Could you reproduce every one of the records below word for word?

> **The records**:

# # # # #

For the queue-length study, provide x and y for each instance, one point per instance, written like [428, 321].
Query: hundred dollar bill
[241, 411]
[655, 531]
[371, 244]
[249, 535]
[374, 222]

# # # # #

> **Expected output**:
For the queue-length study, provide x and y for each instance, one point per instance, written like [428, 321].
Query: hundred dollar bill
[241, 411]
[655, 531]
[371, 244]
[249, 535]
[374, 222]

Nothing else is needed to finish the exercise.